**Reading text**
==============================

Appeal to authority. From childhood, children have been trained not to dispute their elders, the authorities in their lives, and that training continues to condition adults to do what authorities tell them to do without thinking about it. No more than what "My Dad said..." or "My teacher said..." could be wrong, can anyone else who is presented as an authority.
Like parents, employers are considered authorities because of their power over employees; government, because of its power over the people. In personal disputes, one party will assault the other's opinions by claiming to be or quoting someone claimed to be an authority.
In truth, however, there are remarkably few real authorities. A real authority in any field is a truthful, conscientious expert. Even that is no guarantee they're right. In criminal trials, it is not uncommon for both the defense and prosecution to present expert witnesses who give completely opposite opinions.
In our culture, doctors are considered to be authority figures, so much so that few patients question their doctor's professional reputation, qualifications or credentials. Neither do they ask for a second opinion, question a diagnosis or dispute any advice regardless of how ridiculous it is. In TV commercials viewers hear "More doctors prescribe..., More hospitals use..., More dentists advise...."
Or just an actor wearing a white lab coat will imply an endorsement by doctors and the implication is enough. Endorsements by Hollywood stars, sports figures, etc. imply both that they are authorities and that their saying so makes "this" the product to buy. Direct mail promotions rely heavily on endorsements by those who claim to be authorities.
Use of testimonials stems from another of the fallacies.
In advertising and sales, fallacies are often BASIC, FUNDAMENTAL RULES!

==============================

**Data shown**
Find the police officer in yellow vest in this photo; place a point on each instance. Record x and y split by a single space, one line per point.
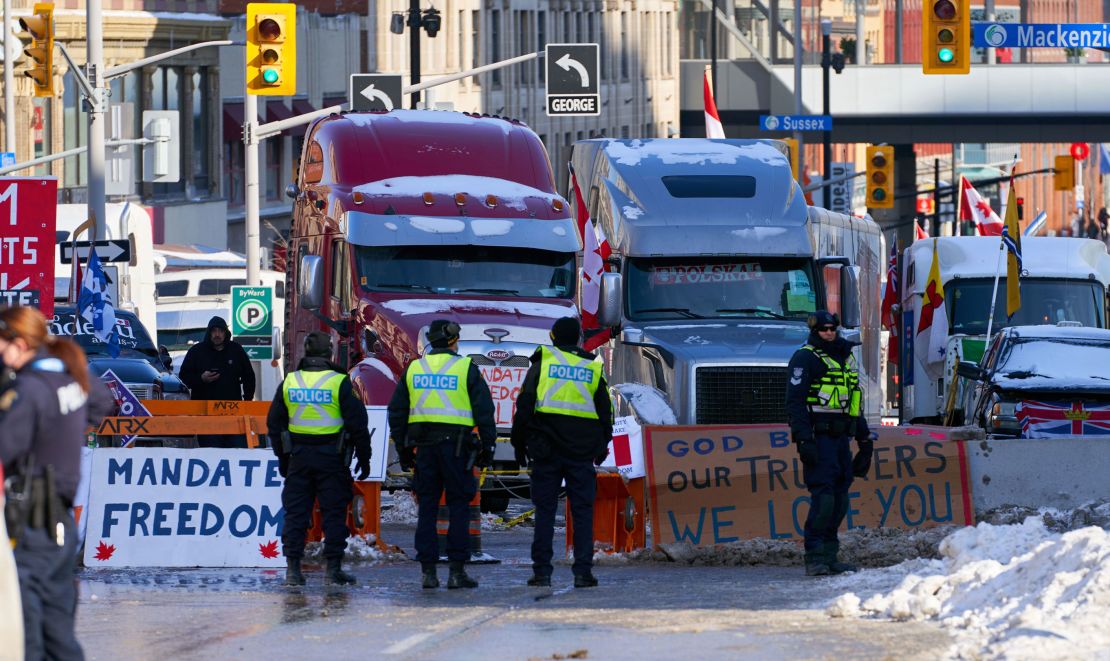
824 407
563 423
313 422
432 417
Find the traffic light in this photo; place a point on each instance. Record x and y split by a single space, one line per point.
271 49
946 37
880 177
1065 176
40 24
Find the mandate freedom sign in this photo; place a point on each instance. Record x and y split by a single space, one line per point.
155 507
718 484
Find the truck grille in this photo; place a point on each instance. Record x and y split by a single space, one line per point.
740 396
513 361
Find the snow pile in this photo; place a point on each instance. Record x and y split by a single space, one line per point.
403 510
1007 591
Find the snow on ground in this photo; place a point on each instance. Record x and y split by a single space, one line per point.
1035 589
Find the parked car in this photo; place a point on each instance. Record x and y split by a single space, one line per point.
1059 366
142 367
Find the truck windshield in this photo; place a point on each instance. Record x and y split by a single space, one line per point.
715 288
466 269
1042 301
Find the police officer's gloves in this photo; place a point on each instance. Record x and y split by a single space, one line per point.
861 463
485 457
407 458
363 467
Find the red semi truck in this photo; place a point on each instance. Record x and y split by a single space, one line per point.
409 216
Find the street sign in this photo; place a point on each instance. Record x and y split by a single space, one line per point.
115 250
1096 36
573 79
28 214
796 122
252 320
375 91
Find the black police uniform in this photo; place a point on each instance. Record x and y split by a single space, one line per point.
824 443
43 416
441 462
316 468
562 448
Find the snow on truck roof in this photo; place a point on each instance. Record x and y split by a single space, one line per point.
1042 257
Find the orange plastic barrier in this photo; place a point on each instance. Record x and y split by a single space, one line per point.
174 418
618 514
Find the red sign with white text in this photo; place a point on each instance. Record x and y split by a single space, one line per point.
28 214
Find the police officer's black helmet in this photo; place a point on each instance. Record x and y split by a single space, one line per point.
318 344
442 332
823 319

==============================

**Problems to solve**
• A. Reproduce the stretch of the passage on appeal to authority from "Or just an actor" through "of the fallacies.".
• B. According to the passage on appeal to authority, what is a real authority in any field?

**Results**
• A.
Or just an actor wearing a white lab coat will imply an endorsement by doctors and the implication is enough. Endorsements by Hollywood stars, sports figures, etc. imply both that they are authorities and that their saying so makes "this" the product to buy. Direct mail promotions rely heavily on endorsements by those who claim to be authorities.
Use of testimonials stems from another of the fallacies.

• B. A truthful, conscientious expert.